• Passage:
Hex.pm Docs License

A composable, pluggable Elixir SDK for infrastructure management. Two concerns under one roof:

  1. GPU / CPU compute across cloud providers. Spawn pods, run serverless inference, orchestrate transient per-user GPU sessions. Swap providers by changing one option.
  2. Fly.io platform operations. First-class deploys, log streaming, and token lifecycle — independent of the compute pipeline. See ExAtlas.Fly and the Fly guide.
  • One contract, many providers. ExAtlas.Provider is a behaviour; swap :runpod, :fly, :lambda_labs, :vast, or your own module without changing call sites.
  • Fly.io platform ops. ExAtlas.Fly.* handles fly deploy streaming, log tailing, and the full token resolution chain (ETS → DETS → ~/.fly/config.ymlfly tokens create). Works without Phoenix.

• Data excerpt:
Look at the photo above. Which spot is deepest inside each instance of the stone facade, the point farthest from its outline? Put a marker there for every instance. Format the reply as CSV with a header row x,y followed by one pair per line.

• Task objective:
Pick up the overview of the ExAtlas Elixir SDK and keep writing it from its last bullet point. You won't need the listing for any of this.

• Task answer:
  • Batteries-included orchestration. Registry + DynamicSupervisor
  • Igniter installer. mix igniter.install ex_atlas wires everything up.
  • Built for the S3-style handoff. ExAtlas.Auth mints bearer tokens and S3-style HMAC-signed URLs so your browser can talk directly to a pod without the Phoenix app proxying every frame.
  • Pure Req under the hood. Every HTTP call goes through Req, so you get retries, decoding, and telemetry for free.
  • LiveDashboard included. Drop ExAtlas.LiveDashboard.ComputePage into your existing dashboard and get a live ops view of every tracked pod.

Table of contents


Installation

The one-liner — uses the Igniter installer to add the dep, write sensible config, and create storage directories:

mix igniter.install ex_atlas

Or add manually to mix.exs:

def deps do
  [
    {:ex_atlas, "~> 0.2"}
  ]
end

…then run mix ex_atlas.install once to wire config defaults, or configure things yourself (see Configuration).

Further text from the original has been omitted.